## WHAT YOU ARE ASKED TO DO
State only how many lines below include the string "vegetation".

## GIVEN INFORMATION
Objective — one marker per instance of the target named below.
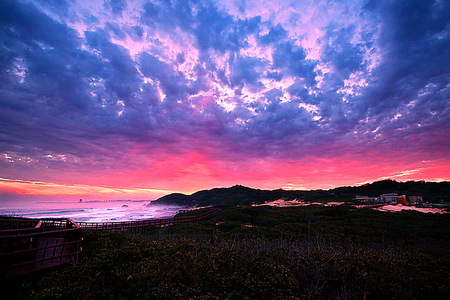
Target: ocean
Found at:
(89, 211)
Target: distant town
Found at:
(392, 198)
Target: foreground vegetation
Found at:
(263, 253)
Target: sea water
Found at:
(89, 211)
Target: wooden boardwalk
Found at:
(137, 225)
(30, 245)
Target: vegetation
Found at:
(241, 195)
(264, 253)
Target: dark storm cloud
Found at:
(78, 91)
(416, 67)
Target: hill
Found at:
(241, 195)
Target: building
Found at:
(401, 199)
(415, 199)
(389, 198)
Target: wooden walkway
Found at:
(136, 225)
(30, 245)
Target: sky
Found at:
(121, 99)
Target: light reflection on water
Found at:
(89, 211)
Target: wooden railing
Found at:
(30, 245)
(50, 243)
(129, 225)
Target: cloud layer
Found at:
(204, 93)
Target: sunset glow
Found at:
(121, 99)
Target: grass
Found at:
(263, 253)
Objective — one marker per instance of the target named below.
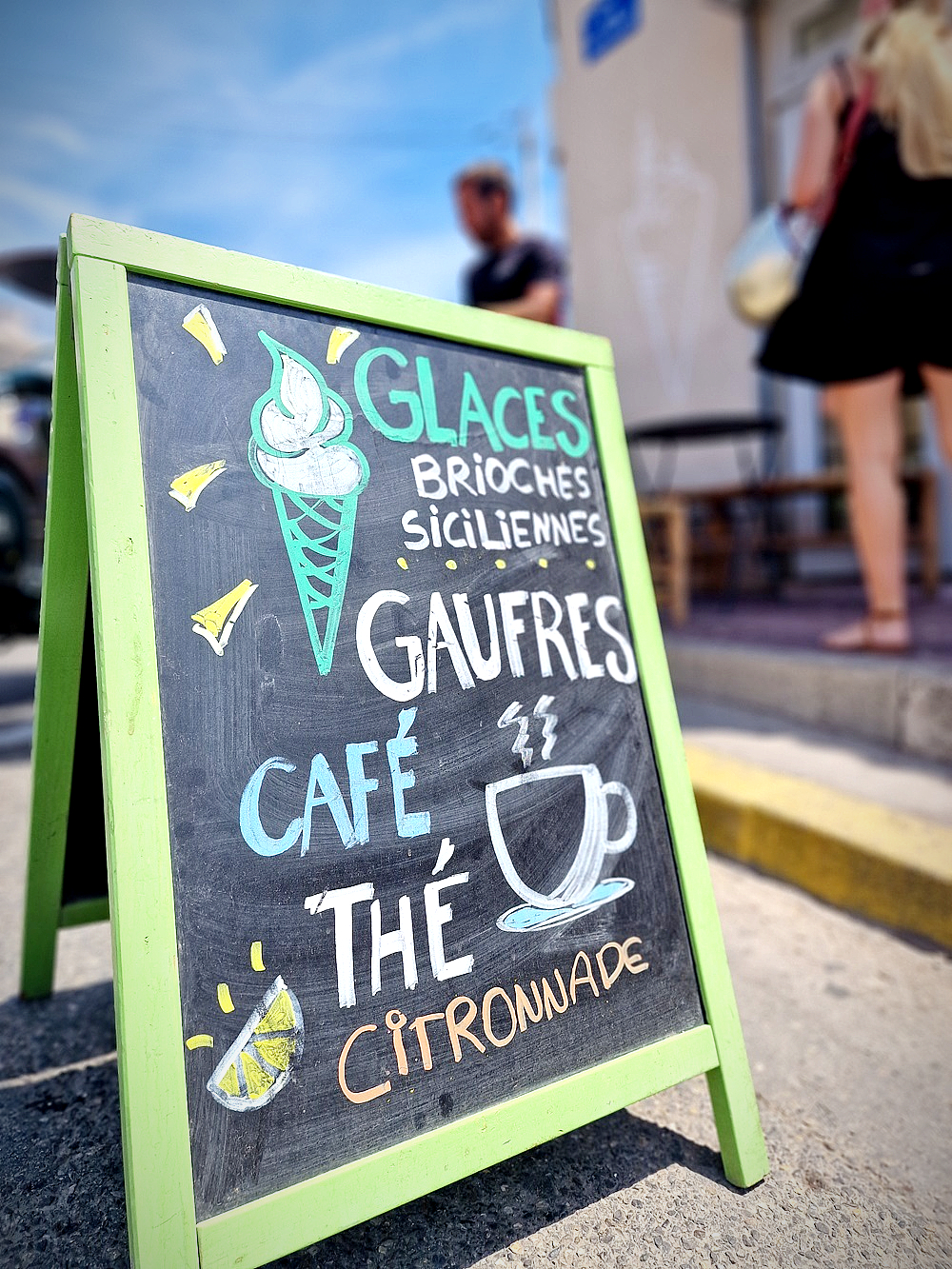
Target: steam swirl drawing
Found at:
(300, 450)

---

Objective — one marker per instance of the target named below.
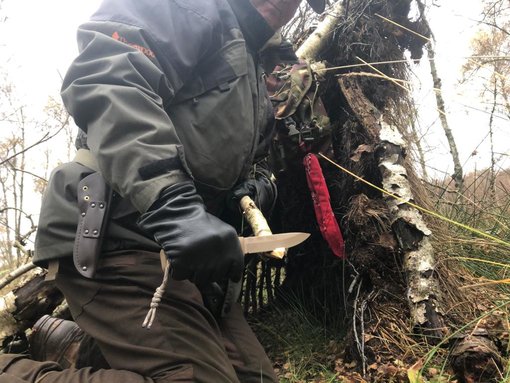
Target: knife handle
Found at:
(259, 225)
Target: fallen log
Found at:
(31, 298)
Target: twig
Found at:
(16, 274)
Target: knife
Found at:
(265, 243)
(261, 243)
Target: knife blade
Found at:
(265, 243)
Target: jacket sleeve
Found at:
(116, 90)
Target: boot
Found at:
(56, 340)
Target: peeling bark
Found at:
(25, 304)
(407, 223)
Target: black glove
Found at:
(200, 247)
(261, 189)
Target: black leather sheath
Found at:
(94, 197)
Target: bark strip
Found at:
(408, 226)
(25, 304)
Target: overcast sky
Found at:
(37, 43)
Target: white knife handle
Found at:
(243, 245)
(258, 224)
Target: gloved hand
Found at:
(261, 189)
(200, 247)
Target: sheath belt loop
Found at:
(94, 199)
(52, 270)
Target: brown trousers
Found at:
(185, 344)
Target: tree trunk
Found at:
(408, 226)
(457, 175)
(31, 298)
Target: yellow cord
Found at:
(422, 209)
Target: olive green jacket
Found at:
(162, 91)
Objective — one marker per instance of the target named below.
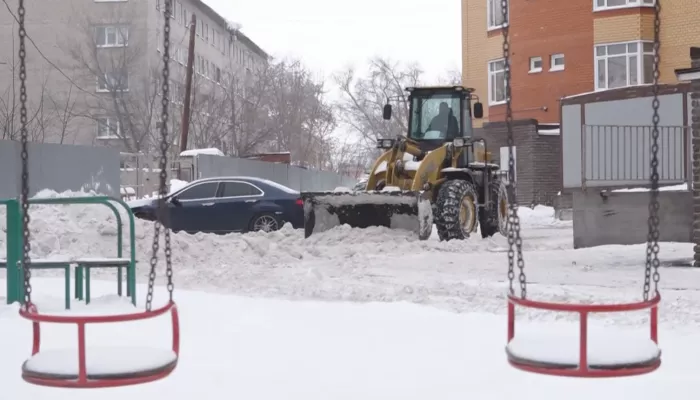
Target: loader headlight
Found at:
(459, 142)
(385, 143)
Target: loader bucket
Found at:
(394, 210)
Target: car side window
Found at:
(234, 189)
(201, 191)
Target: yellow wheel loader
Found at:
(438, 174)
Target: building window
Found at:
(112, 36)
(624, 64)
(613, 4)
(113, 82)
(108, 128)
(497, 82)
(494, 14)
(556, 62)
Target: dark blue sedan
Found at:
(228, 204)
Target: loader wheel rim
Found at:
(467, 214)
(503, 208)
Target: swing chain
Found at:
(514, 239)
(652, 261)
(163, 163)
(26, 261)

## EXERCISE OUTPUT
2